Records provided
· · · · · · ·

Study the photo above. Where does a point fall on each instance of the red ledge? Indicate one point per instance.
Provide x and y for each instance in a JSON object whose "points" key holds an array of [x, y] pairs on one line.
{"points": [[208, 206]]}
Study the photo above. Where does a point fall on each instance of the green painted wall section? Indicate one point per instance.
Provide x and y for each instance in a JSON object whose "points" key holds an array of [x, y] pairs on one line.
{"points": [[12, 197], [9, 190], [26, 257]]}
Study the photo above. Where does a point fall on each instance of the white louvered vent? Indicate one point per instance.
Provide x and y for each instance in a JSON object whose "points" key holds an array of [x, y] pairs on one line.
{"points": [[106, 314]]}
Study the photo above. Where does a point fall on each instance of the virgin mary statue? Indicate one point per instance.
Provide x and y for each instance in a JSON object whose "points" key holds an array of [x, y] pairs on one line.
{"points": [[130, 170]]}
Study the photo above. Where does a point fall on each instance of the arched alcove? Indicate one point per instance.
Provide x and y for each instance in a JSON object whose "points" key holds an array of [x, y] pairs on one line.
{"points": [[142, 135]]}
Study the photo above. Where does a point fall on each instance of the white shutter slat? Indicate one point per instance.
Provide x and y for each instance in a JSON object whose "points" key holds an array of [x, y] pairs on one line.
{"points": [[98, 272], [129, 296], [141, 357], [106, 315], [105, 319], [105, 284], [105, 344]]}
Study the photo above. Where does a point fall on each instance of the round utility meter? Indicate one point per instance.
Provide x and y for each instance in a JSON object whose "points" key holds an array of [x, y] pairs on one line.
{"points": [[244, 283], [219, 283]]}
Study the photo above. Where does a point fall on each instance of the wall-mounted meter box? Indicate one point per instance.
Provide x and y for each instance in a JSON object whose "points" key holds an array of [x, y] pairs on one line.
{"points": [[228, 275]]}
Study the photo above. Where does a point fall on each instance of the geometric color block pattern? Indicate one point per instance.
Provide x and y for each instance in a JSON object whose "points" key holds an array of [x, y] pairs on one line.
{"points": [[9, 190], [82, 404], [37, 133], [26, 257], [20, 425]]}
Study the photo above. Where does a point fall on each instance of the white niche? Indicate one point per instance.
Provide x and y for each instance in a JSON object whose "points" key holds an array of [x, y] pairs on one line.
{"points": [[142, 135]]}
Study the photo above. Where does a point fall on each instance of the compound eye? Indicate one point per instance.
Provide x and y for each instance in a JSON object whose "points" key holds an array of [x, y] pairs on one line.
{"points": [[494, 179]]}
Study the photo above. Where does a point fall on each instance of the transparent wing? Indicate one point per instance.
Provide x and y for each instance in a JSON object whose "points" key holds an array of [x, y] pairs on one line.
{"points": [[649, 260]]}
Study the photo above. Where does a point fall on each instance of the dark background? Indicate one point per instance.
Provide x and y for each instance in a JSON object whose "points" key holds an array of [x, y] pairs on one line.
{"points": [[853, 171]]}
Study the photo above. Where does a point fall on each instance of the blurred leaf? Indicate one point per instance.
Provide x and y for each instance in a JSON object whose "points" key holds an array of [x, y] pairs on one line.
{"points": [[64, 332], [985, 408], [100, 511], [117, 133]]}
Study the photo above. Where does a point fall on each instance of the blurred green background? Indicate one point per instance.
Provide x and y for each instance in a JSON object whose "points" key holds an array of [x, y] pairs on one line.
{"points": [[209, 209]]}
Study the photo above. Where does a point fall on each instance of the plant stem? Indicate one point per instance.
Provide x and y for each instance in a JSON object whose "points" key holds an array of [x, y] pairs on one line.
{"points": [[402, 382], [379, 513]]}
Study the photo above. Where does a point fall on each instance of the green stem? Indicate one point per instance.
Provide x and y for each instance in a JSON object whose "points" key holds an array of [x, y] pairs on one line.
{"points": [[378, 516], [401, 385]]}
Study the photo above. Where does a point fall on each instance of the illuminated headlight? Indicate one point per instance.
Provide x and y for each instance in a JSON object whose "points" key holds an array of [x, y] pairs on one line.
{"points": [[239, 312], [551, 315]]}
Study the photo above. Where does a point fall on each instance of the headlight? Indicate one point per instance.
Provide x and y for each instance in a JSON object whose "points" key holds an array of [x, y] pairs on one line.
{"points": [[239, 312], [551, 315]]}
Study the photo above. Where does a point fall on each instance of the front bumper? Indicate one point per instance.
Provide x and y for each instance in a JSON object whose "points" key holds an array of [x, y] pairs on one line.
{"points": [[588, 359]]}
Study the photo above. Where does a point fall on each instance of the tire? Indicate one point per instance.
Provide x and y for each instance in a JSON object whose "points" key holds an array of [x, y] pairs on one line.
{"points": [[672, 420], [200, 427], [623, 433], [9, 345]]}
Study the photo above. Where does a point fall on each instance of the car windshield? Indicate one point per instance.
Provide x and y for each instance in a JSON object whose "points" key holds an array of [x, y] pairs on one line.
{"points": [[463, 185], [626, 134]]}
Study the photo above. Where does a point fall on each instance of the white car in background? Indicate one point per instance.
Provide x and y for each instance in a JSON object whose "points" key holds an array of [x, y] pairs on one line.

· · · · · · ·

Assignment
For each line in the data, set it down again exactly.

Exercise answer
Study the photo above. Where does a point fall on each instance of the red ledge? Indicate one point per instance.
Provide x and y for each instance in a JSON object whose "points" key holds an array of [x, y] pairs on one line.
{"points": [[208, 206]]}
Study the photo above. Where does a point fall on each instance of the green painted wall section? Indicate one point per instance.
Provide x and y for each instance in a JSON object whose "points" key holds an array of [x, y] pairs on one line.
{"points": [[12, 197], [9, 190], [26, 257]]}
Study the photo above. Where does a point fall on each instance of the white louvered vent? Indicate one point per instance.
Provide x and y for each instance in a JSON object whose "points" key holds an array of [x, y] pairs on one line.
{"points": [[106, 314]]}
Study the photo above. Where does a point fall on each instance of the virgin mary statue? Indicate one point per instance.
Provide x and y for each instance in a JSON object whose "points" key holds an array of [x, y] pairs on one line.
{"points": [[130, 170]]}
Study the photo above. Where does a point fall on each instance of the arched alcove? Indicate one point per instance.
Provide x and y for each instance in a JSON object whose "points" key holds an array of [x, y] pairs on one line.
{"points": [[142, 135]]}
Study the photo above. Where does a point fall on each instance of the white shutter slat? Indicate one point per instance.
Provide x and y for each instance in a JSON object whose "points" key holds an array of [x, y] pairs on one line.
{"points": [[98, 272], [129, 296], [141, 357], [106, 315], [105, 319], [105, 284], [105, 344]]}
Study the photo above. Where does a point fall on each instance of the round utility meter? Indicate one point per instance.
Provide x and y for each instance in a JSON object whose "points" key holds an array of [x, y] pairs on one line.
{"points": [[244, 283], [219, 283]]}
Study the photo above. Where does a point fall on each instance of the wall-mounted meter box? Indicate one point per instance.
Provide x and y for each instance in a JSON object whose "points" key holds an array of [x, y] pairs on one line.
{"points": [[228, 275]]}
Study the photo above. Where does a point fall on each instance of the geometric color block pattern? Indicate one point per instance.
Provide x and y for each instance in a JSON object whose "points" key holds an array of [x, y] pairs on one line.
{"points": [[9, 190], [82, 404], [37, 133], [26, 257], [20, 425]]}
Study the photo above. Where does a point fall on each instance of the white niche? Indicate one point per instance.
Provide x and y for each instance in a JSON object whose "points" key holds an array of [x, y] pairs on one line.
{"points": [[142, 135]]}
Study the photo above. Where does a point fall on each instance of the compound eye? Indicate one point per instance.
Provide x and y for each instance in a JSON object whose "points" key holds an array of [x, y] pairs on one line.
{"points": [[494, 179]]}
Study the photo above. Where does a point fall on each instance of the transparent wing? Indicate one point per instance.
Provide x and y for each instance in a JSON object whose "points" key holds an array of [x, y] pairs on one line.
{"points": [[649, 260]]}
Study the photo above. Where does a point fall on each instance of the dark background? Indicate one point per instance.
Provide x and y for each instance in a JSON object whose "points" key holds an array of [x, y] pairs on one line.
{"points": [[853, 171]]}
Study the photo above. Where does a point fall on each instance of the blurred leaf? Indicate one point per instance.
Provide x and y for each instance in a JSON object whose "points" key holds an array of [x, y] pairs on one line.
{"points": [[64, 332], [985, 408], [100, 511], [117, 133]]}
Study the photo above. Where does a point fall on each instance of the blurred green background? Indicate one point per instance.
Provide x and y for each instance in a JSON object whose "points" key holds an array of [x, y] pairs on one line.
{"points": [[209, 209]]}
Study the photo above. Where does a point fall on each instance of the plant stem? Indicate one point per instance.
Provide x and y for each instance in a JSON object whose "points" key holds an array of [x, y] pairs on one line.
{"points": [[402, 382], [379, 513]]}
Study the photo above. Where does a point fall on each instance of the green stem? Indicate one point per instance.
Provide x and y for each instance in a JSON object whose "points" key holds an array of [x, y] pairs on one line.
{"points": [[378, 516], [401, 385]]}
Study the photo above. Where does a point fall on each instance of the illuminated headlight? Indicate one point per instance.
Provide x and y for each instance in a JSON object whose "points" key holds an array of [x, y] pairs on one line.
{"points": [[239, 312], [551, 315]]}
Study the photo above. Where does a point fall on each instance of the headlight? Indicate one point per instance.
Provide x and y for each instance in a JSON object whose "points" key holds an array of [x, y] pairs on one line.
{"points": [[239, 312], [551, 315]]}
Study the photo above. Where does a point fall on each instance of the front bumper? Indicate one point per instance.
Provide x and y for each instance in a JSON object whose "points" key holds an array of [x, y] pairs on one line.
{"points": [[588, 359]]}
Study the photo above. Where does a point fall on each instance of the tire? Indicate one point per instance.
Provide x and y for each instance in a JSON object whose "points" key holds an array of [x, y] pairs on one line.
{"points": [[672, 420], [200, 427], [623, 433], [9, 345]]}
Study the photo above. Where does a point fall on each instance of the car windshield? Indicate one point per instance.
Provide x and y for each instance in a JSON object whose "points" key holds an array of [x, y] pairs on one line.
{"points": [[463, 185], [626, 134]]}
Study the photo above. Where does a point fall on each instance of the white car in background? Indicate one point per instance.
Provide x and y for each instance in a JSON object whose "points" key holds an array of [x, y] pairs on one line.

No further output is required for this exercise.